▶ **Items from a labeling collection**:

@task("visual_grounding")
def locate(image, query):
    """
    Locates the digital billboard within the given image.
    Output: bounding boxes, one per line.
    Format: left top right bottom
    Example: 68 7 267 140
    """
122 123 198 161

▶ **Given task**: Reproduce all of the lines above, requests included. Multiply every bounding-box coordinate in the answers by 2.35 and round each result to the nearest whole number, with halves rounded up, while leaving any numbers in the requests and their format samples unchanged.

▶ **Solution**:
@task("visual_grounding")
def locate(image, query):
    """
    Locates the digital billboard within the given image.
    Output: bounding boxes, one per line.
    Format: left top right bottom
    Example: 68 7 267 140
    """
287 289 465 378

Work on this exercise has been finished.